Each entry below is to be extracted exactly.

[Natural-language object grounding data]
■ ■ ■ ■
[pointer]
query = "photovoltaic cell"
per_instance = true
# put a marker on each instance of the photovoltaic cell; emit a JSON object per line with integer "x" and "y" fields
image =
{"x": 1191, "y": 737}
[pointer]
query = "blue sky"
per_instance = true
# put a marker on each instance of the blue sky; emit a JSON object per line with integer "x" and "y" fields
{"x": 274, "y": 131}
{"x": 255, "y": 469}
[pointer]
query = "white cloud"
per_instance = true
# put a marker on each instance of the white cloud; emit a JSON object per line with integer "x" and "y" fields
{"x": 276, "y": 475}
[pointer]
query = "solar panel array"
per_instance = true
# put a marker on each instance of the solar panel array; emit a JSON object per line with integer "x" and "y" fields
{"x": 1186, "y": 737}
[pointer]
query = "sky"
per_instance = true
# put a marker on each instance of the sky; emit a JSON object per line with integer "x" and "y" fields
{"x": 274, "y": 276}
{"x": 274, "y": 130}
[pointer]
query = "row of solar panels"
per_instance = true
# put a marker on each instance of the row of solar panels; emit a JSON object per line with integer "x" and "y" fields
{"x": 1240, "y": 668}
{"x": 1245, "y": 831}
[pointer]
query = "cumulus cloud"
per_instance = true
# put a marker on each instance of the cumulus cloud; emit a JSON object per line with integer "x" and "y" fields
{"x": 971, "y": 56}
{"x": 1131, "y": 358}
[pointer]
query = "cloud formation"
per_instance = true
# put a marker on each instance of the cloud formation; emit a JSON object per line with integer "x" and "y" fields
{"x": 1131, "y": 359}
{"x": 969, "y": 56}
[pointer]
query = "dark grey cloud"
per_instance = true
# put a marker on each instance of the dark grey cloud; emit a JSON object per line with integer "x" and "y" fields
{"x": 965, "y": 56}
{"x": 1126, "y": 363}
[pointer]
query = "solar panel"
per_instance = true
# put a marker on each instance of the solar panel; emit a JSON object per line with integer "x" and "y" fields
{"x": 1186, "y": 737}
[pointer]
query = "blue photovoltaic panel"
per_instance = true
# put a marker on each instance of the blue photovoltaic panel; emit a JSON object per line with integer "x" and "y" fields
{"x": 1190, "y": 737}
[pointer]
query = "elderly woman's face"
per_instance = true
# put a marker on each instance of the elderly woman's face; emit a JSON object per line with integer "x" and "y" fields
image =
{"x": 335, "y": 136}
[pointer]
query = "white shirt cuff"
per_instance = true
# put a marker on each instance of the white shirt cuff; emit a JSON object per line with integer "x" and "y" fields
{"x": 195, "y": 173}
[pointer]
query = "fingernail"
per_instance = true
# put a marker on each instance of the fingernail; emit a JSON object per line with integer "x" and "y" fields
■ ■ ■ ■
## [SOLUTION TO THIS EXERCISE]
[pointer]
query = "photovoltaic cell"
per_instance = true
# put a marker on each instance of the photovoltaic cell; emit a JSON object per line with integer "x" and "y" fields
image =
{"x": 1191, "y": 737}
[pointer]
query = "blue sky"
per_instance = true
# put a marker on each instance of the blue sky; emit a JSON object per line with integer "x" and "y" fields
{"x": 274, "y": 131}
{"x": 255, "y": 469}
[pointer]
query = "white cloud"
per_instance = true
# put a marker on each instance of the white cloud; emit a JSON object per line with integer "x" and "y" fields
{"x": 276, "y": 475}
[pointer]
query = "solar panel array"
per_instance = true
# put a marker on each instance of the solar panel array; emit a JSON object per line with integer "x" and "y" fields
{"x": 1186, "y": 737}
[pointer]
query = "sky"
per_instance = true
# put a marker on each instance of the sky; emit a JSON object per line with integer "x" and "y" fields
{"x": 274, "y": 276}
{"x": 274, "y": 130}
[pointer]
query = "row of solar panels"
per_instance = true
# put a marker on each instance of the row of solar panels; emit a JSON object per line with integer "x" and "y" fields
{"x": 1240, "y": 668}
{"x": 1245, "y": 831}
[pointer]
query = "cumulus cloud"
per_instance = true
# put a marker on each instance of the cumulus cloud; emit a JSON object per line with integer "x" and "y" fields
{"x": 971, "y": 56}
{"x": 1131, "y": 358}
[pointer]
query = "cloud formation"
per_instance = true
# put a marker on each instance of the cloud formation; emit a JSON object per line with integer "x" and "y" fields
{"x": 1131, "y": 359}
{"x": 969, "y": 56}
[pointer]
query = "dark grey cloud"
per_instance = true
# put a marker on each instance of the dark grey cloud; emit a JSON object per line with integer "x" and "y" fields
{"x": 965, "y": 56}
{"x": 1126, "y": 363}
[pointer]
query = "solar panel"
per_instance = true
# put a marker on each instance of the solar panel; emit a JSON object per line with integer "x" and "y" fields
{"x": 1186, "y": 737}
[pointer]
query = "blue photovoltaic panel"
per_instance = true
# put a marker on each instance of the blue photovoltaic panel; emit a JSON object per line with integer "x" and "y" fields
{"x": 1190, "y": 737}
[pointer]
query = "elderly woman's face"
per_instance = true
# put a marker on each instance of the elderly woman's face; emit a JSON object per line with integer "x" and "y" fields
image =
{"x": 335, "y": 136}
[pointer]
query = "white shirt cuff"
per_instance = true
# put a marker on each instance of the white shirt cuff; emit a JSON object per line with integer "x" and "y" fields
{"x": 195, "y": 173}
[pointer]
query = "fingernail"
per_instance = true
# put a marker on each instance of the fingernail; emit a JSON object per line with integer "x" and "y" fields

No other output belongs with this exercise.